Vorgegebener Text
-.-.-

Statt deutlich über den 12,4 Litern zu saufen, brauchte der Bullitt während des 14-tätigen Tests im Schnitt 10,2 Liter, also deutlich weniger als der Normverbrauch angibt. Werde ich alt oder ist halt wirklich ein gescheiter Saugmotor immer noch besser als eine gepimpte Luftpumpe? Ich weiß jetzt auch nicht, warum mir bei der Gelegenheit Zwei-Zylinder-Turbos einfallen, die keine 100 PS Leistung haben, aber gut und gerne 15 Liter Sprit durch die Schläuche fließen lassen.

10,2 Liter sind viel Sprit. Das ist in etwa so viel wie mancher Plug-in-Hybrid mit einem Normverbrauch von 2,irgendwas Liter auf 100 Kilometer schluckt. Oder der Mustang Bullit im Test.
Foto: Guido Gluschitsch

Und so sind wir wieder bei den Italienern, die zwar komplette Autonarren sind, dann aber trotzdem einen Kleinwagen fahren. Kein Wunder, denn wie alle anderen Städte auch, ist Triest nicht für einen Bullitt gemacht. Die Straßen abseits der Hauptverbindungen sind eng, verwinkelt und komplett zugeparkt. Da wollen wir den Mustang nicht abstellen. Zudem würde auf einem Parkplatz, aus dem schon ein Panda zur Hälfte rausragt, gerade einmal einer der 19-Zöller Platz haben. Also suchen wir uns eine Tiefgarage.

-.-.-

Aufgaben
**1.** Wie viel Liter verbrauchte der Bullitt laut dem Testbericht zum Mustang Bullitt während des Tests im Schnitt?
**2.** Schreibe den Testbericht zum Mustang Bullitt im Anschluss an seinen letzten Satz weiter.

Vorgegebene Daten

-.-.-

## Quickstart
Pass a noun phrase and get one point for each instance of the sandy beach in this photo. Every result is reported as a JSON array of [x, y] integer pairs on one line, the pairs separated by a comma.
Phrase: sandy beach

-.-.-

Lösungen
**1.** Im Schnitt 10,2 Liter.

**2.**
Verfolgungsjagd in Triests Tiefgaragen. Auch dafür eignet sich der Bullitt, wenn man auf Action statt Handlung steht.
Foto: Guido Gluschitsch

Da könnte man einmal eine Verfolgungsjagd machen. Proteo Laurenti im Mustang Bullitt verfolgt aus dem dritten Untergeschoß einen Triestiner Strizzi, der in einem alten Cinquecento flüchtet. Da fliegerten die Fetzen bis Opicina, so eng sind dort die Rampen. Und wenn Sie den Laurenti jetzt nicht kennen, weil Sie lieber Verfolgungsjagden in Filmen anschauen, statt zu lesen, dann macht das gar nichts. Denn nach dem Kunststück mit dem Bullitt in einem alten Parkhaus in Triest ohne Schaden in einen Stellplatz zu finden, beruhigten wir uns in der Gran Malabar. Aber von dem, was sich dort zutrug, erzähle ich im nächsten Rondomobil. Das würde jetzt den Rahmen sprengen. (Guido Gluschitsch, 14.1.2019)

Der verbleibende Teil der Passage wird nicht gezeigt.